• Selected excerpt:

The evidence from animal models is even more convincing. Transgenic mice deficient in the Th1 transcription factor T-bet [47], signature cytokine IFN-γ [48], or the Th1 polarizing factors IL-12 [49] or IL-18 [50] developed significantly less atherosclerosis than animals having competent Th1 responses. Exogenous administration of IL-6 [51], IL-12 [52], IL-18 [53], or IFN-γ [54] exacerbates atherosclerosis in mice. In particular, IFN-γ has been implicated as pro-atherogenic through multiple mechanisms including: activation of macrophages, endothelial, and smooth muscle cells; inhibition of cholesterol efflux; and weakening of the fibrous cap [55].

The role of Th2 cells in atherosclerosis is less certain. Th2 cells can inhibit Th1 development [56] and suppress pro-inflammatory cytokine release [57], and have been suggested to be anti-atherogenic in murine atherosclerosis, as evidenced by the finding that STAT6−/− mice, which lack Th2 cells, developed increased atherosclerosis compared to wild-type animals [12]. Th2 cells, however, are pro-inflammatory in conditions such as asthma [58], and have also been reported in some experimental models as pro-atherogenic [49, 59]. In contrast to IFN-γ, the Th2 signature cytokine IL-4 has more controversial effects on atherogenesis. In one study, no effect on lesion size was observed with IL-4 deficiency, or by exogenous administration of IL-4 [60], while another study showed a significant reduction in lesion size in IL-4 deficient mice [49]. In this regard, site-specific roles of IL-4 have been proposed as one possible explanation for these discrepancies [49, 59]. Recent results from a prospective population-based epidemiology study with 15 years of follow-up reported that high numbers of circulating Th2 cells at baseline were independently associated with decreased IMT [46]. High numbers of Th2 cells were also independently associated with a reduced risk of acute myocardial infarction in women in this same study [46]. Similarly, Th2 cells were negatively associated with common carotid IMT in the MESA [45]. These results from population-based studies are consistent with an anti-atherogenic role of Th2 cells.

• Task instructions:
1. For each statement below, say whether it agrees with the excerpt on Th1 and Th2 cells in atherosclerosis, answering yes or no and quoting the words that decide it. (a) STAT6−/− mice developed less atherosclerosis than wild-type animals. (b) The prospective population-based epidemiology study followed participants for 15 years. (c) Every study found that IL-4 deficiency reduced lesion size.
2. Please extract the wording of the excerpt on Th1 and Th2 cells in atherosclerosis from "The evidence from" to "fibrous cap [55].", copied without changes.

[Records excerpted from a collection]
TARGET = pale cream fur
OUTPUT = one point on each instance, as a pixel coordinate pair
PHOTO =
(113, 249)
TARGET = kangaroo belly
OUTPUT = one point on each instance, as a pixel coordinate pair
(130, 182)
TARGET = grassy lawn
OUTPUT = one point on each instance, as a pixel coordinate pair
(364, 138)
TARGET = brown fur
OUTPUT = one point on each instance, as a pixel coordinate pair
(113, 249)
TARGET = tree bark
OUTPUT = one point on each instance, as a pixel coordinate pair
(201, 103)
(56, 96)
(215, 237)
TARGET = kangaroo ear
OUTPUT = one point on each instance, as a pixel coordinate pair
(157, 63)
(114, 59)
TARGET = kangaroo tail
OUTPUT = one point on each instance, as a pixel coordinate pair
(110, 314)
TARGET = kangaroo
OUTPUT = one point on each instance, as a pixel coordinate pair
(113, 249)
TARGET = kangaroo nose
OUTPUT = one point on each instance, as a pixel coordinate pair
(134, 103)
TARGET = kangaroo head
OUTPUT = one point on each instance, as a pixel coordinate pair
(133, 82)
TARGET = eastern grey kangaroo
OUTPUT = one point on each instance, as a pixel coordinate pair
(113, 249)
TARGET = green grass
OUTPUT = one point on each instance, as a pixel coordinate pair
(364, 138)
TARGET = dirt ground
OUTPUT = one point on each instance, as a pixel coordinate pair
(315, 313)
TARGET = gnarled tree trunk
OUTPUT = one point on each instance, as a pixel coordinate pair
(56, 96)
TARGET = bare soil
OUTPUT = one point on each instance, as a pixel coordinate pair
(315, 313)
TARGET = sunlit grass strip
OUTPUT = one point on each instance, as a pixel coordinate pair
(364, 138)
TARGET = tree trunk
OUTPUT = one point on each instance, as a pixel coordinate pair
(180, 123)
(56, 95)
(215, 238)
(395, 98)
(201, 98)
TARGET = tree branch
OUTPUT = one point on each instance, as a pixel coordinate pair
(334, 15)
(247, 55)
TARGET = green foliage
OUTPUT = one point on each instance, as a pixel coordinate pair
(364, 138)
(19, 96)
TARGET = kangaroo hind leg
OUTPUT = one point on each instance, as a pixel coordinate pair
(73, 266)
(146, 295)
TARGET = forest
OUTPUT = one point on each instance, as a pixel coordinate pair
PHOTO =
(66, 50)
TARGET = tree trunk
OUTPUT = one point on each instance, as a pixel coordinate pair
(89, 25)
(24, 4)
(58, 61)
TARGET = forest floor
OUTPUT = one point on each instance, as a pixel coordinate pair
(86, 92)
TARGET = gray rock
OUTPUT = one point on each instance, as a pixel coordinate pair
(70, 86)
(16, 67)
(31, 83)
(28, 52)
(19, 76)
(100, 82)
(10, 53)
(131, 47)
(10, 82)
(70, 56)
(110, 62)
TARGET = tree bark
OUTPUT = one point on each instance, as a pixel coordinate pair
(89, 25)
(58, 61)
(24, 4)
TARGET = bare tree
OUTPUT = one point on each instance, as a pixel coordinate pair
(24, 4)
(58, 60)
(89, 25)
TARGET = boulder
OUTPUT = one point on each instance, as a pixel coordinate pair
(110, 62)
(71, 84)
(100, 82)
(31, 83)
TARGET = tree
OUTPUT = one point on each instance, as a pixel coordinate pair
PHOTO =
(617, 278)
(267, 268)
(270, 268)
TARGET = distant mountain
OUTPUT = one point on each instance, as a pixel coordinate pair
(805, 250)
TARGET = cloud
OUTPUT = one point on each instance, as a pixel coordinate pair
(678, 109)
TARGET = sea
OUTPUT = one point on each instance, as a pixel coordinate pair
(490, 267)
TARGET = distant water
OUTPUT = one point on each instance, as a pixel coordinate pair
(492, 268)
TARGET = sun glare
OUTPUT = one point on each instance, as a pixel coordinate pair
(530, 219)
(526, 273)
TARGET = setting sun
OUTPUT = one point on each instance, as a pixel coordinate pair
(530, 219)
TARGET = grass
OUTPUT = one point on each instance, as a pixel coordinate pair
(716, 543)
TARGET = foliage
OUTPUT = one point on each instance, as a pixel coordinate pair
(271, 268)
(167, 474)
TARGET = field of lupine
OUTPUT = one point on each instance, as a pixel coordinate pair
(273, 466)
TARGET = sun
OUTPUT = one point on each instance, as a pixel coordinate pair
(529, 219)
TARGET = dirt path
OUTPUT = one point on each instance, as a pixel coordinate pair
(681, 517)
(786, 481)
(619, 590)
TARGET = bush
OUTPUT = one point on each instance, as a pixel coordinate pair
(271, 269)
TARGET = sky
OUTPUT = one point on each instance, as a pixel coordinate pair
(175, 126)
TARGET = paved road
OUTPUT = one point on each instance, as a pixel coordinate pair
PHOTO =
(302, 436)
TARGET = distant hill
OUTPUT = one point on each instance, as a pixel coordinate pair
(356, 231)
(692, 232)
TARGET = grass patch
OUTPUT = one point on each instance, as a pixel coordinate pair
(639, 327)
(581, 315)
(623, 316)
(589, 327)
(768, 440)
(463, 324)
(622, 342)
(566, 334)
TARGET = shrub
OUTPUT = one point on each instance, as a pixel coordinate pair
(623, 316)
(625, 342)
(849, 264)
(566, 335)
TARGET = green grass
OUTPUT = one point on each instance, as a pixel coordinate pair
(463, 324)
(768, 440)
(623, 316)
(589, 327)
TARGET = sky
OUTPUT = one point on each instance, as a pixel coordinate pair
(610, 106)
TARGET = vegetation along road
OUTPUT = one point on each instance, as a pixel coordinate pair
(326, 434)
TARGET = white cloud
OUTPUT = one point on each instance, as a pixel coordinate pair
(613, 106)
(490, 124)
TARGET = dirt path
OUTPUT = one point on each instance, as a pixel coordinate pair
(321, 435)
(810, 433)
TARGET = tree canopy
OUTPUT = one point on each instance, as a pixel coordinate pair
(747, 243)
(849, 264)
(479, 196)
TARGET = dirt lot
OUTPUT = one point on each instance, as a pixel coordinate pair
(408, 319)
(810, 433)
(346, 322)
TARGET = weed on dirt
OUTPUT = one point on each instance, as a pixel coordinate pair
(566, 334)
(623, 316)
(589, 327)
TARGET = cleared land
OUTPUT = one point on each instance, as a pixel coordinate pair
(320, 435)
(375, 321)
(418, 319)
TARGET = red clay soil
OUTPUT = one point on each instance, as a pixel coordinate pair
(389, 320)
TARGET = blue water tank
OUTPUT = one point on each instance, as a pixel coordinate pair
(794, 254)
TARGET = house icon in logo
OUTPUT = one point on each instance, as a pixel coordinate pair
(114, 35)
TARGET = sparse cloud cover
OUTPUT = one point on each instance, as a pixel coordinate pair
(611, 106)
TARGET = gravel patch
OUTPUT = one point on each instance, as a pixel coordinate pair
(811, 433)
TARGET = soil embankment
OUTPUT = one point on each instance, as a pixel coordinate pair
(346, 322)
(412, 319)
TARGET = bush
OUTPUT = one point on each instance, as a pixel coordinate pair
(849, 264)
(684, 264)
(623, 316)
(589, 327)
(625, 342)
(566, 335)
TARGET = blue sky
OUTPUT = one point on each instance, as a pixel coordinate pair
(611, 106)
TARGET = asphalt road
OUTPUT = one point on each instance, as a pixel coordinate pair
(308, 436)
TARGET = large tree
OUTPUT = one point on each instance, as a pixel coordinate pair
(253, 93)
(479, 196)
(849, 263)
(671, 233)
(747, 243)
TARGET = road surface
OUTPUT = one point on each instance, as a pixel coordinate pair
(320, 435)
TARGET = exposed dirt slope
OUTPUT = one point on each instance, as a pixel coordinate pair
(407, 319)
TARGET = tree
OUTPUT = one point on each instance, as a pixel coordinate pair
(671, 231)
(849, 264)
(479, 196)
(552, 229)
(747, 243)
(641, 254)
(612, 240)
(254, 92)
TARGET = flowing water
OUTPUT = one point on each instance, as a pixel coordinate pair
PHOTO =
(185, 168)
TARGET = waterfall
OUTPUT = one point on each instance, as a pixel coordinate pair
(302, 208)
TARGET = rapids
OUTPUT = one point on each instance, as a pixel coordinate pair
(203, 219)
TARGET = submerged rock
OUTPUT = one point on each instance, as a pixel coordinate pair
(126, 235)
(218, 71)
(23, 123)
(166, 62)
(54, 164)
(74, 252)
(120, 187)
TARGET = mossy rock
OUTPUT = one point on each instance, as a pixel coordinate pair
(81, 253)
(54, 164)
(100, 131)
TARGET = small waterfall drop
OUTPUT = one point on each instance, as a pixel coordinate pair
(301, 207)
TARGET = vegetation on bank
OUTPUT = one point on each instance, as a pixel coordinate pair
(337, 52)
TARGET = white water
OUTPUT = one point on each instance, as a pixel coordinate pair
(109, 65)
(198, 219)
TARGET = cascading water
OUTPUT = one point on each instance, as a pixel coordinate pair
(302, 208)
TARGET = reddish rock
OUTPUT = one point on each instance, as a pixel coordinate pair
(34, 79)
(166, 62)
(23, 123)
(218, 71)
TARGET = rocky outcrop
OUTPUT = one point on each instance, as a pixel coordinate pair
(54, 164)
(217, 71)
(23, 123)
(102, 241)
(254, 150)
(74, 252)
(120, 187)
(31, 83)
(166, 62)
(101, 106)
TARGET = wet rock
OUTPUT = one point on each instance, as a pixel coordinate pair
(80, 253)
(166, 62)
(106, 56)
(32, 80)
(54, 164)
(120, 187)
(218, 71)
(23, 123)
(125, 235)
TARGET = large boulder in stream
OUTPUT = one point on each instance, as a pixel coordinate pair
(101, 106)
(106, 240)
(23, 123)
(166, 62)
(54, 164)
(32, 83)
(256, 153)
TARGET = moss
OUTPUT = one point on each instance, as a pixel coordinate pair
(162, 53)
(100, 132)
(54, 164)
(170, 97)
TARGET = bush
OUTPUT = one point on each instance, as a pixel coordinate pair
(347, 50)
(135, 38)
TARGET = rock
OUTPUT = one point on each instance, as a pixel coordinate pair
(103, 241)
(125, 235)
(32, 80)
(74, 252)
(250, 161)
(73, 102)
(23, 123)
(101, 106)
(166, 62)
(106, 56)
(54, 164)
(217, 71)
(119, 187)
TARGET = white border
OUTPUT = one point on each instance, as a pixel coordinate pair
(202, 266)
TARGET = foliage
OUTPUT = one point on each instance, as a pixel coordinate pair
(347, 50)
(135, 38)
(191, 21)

• Answers by item number:
1.
(a) No: "STAT6−/− mice, which lack Th2 cells, developed increased atherosclerosis compared to wild-type animals"
(b) Yes: "a prospective population-based epidemiology study with 15 years of follow-up"
(c) No: "In one study, no effect on lesion size was observed with IL-4 deficiency, or by exogenous administration of IL-4"

2.
The evidence from animal models is even more convincing. Transgenic mice deficient in the Th1 transcription factor T-bet [47], signature cytokine IFN-γ [48], or the Th1 polarizing factors IL-12 [49] or IL-18 [50] developed significantly less atherosclerosis than animals having competent Th1 responses. Exogenous administration of IL-6 [51], IL-12 [52], IL-18 [53], or IFN-γ [54] exacerbates atherosclerosis in mice. In particular, IFN-γ has been implicated as pro-atherogenic through multiple mechanisms including: activation of macrophages, endothelial, and smooth muscle cells; inhibition of cholesterol efflux; and weakening of the fibrous cap [55].